▶ _Challenges_
**A)** Please answer these questions from the review of the Clientele's album, one per line, marked (i), (ii), (iii) like the questions:
(i) Which label released Bonfires on the Heath?
(ii) Which band were the Clientele opening for when the writer saw them?
(iii) How many out of ten Clientele songs does the writer call almost too easy to listen to?
**B)** Repeat the passage of the review of the Clientele's album that begins at the words "Friday, October 23, 2009" and stops after "Your Speakers LLC.".
**C)** Write the next part of the review of the Clientele's album Bonfires on the Heath, continuing after its last sentence.

▶ _Extract provided_
<<<<
Friday, October 23, 2009

The Clientele


Bonfires on the Heath (Merge, 2009)

For: Yo La Tengo, The Zombies, Love

Byline: Grab it while Autumn is... cold! Originally Published on www.inyourspeakers.com. Used by permission from In Your Speakers LLC.

One sad thing about the Clientele: Nobody seems to like them. While critics love the brit-dream-psych-poppers, it’s tough to find a real fan of the band anywhere in day-to-day music-lover circles. Seeing the group open up for Spoon a few years back, I remember they actually got some heckling from an impatient audience member who came to rock out, not...er...fall asleep. In a way, this makes some sense. Because the band’s sound is light, airy, and laid-back, by nature the music doesn’t jump out and smack listeners upside the head. Nine out of ten Clientele songs are almost too easy to listen to. They’re generally soft, reserved, wildly inoffensive, and the group tends to play a lot of ballads.
>>>>
▶ _Record extracts_
<<<<
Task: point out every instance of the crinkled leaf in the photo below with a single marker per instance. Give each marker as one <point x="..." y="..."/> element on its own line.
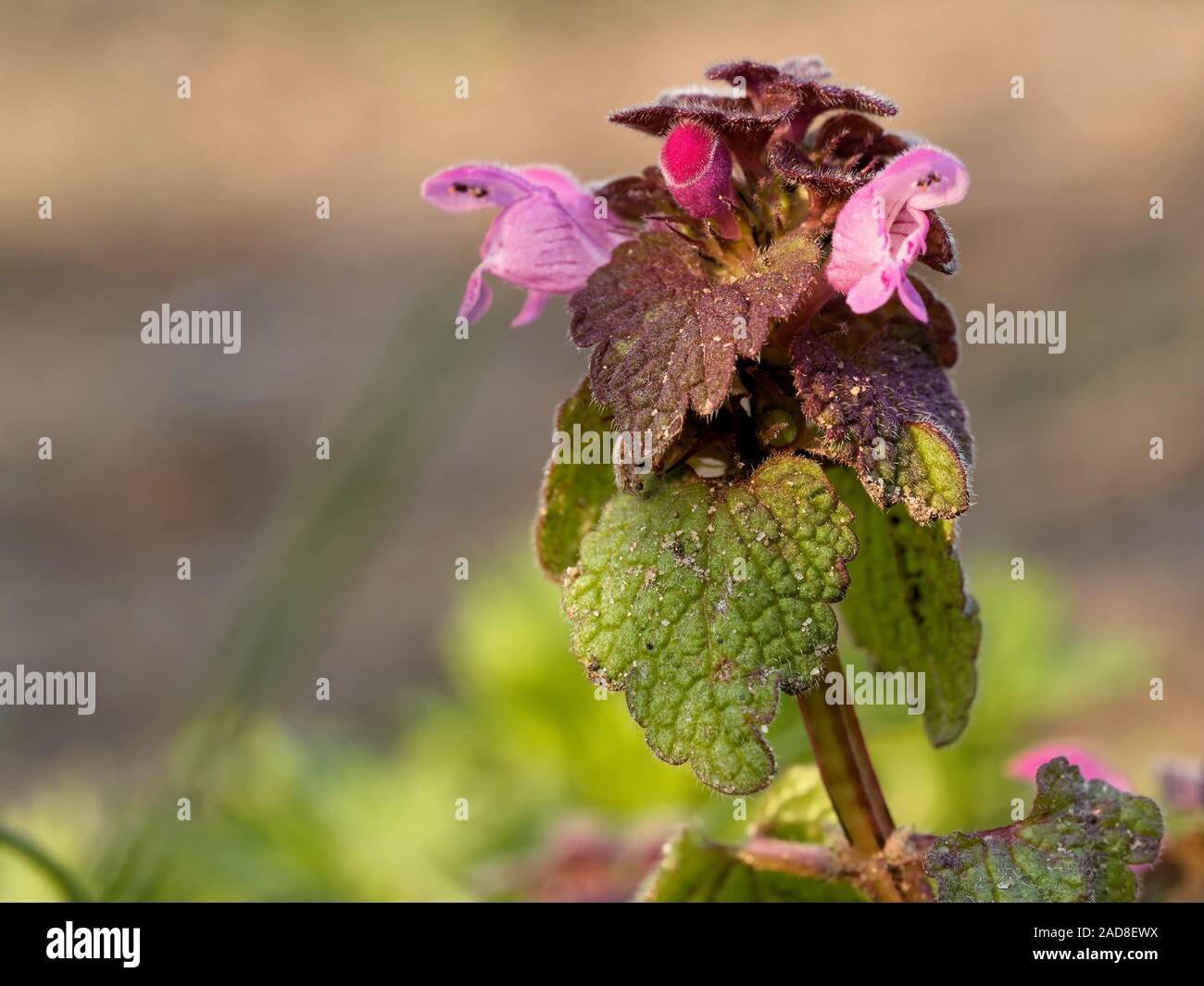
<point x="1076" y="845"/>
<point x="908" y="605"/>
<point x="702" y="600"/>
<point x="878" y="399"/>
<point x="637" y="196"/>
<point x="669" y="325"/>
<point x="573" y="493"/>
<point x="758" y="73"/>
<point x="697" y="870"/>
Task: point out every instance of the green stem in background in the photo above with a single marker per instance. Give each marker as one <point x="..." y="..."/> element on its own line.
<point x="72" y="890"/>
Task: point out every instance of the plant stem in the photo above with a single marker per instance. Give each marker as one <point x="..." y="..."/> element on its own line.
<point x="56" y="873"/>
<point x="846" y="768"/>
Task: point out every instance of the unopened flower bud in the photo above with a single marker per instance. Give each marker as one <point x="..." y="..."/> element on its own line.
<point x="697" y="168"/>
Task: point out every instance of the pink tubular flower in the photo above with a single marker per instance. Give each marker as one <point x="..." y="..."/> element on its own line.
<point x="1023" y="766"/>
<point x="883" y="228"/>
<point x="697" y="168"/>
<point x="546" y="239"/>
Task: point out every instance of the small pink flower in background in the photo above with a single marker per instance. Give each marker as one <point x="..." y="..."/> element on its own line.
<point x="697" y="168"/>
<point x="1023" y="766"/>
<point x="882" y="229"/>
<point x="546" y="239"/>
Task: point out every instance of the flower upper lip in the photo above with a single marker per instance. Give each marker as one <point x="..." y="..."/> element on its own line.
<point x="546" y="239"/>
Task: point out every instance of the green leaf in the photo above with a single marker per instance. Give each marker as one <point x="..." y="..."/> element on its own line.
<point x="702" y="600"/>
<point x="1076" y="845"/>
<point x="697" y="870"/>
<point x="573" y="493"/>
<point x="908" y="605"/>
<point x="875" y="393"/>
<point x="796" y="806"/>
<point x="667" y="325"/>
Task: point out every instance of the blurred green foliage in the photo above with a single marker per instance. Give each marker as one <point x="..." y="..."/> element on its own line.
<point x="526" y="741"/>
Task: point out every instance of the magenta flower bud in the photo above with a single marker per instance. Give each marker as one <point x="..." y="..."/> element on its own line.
>>>>
▶ _Response list_
**A)**
(i) Merge
(ii) Spoon
(iii) Nine

**B)**
Friday, October 23, 2009

The Clientele


Bonfires on the Heath (Merge, 2009)

For: Yo La Tengo, The Zombies, Love

Byline: Grab it while Autumn is... cold! Originally Published on www.inyourspeakers.com. Used by permission from In Your Speakers LLC.

**C)**
Ironically, these are all the same reasons the Clientele are a fantastic band, but it’s only half the story. While it’s a simple task to play one of their records on a cool fall night, and let their lovely arpeggios and delicate strings lull you into sweet slumber, it’s equally as easy to get intensely lost in the band’s subtle technique: the way the bass and guitar grapple for harmonic dominance a-la Galaxie 500; the jazzy, augmented and diminished chord voicings; or Alasdair MacLean’s often brilliant, Keats-ean reflections.


It’s all here in spades on Bonfires on the Heath, the band’s fourth proper long-player (fifth, if you count the excellent singles collection, Suburban Light). As such, the new record probably won’t win over any naysayers, even though it stands as one of the group’s strongest efforts to date in an already impressive catalog. It’s a frustrating thing when talent goes unappreciated, but Bonfires is a record that finds a band well-settled into its niche, while unearthing new ways to explore an already rock-solid, established sound. It does so by adding instruments, voices, and a fresh batch of outside influences to its repertoire, somehow filling out the quartet’s harmony while gently retaining its mysterious draw and openness.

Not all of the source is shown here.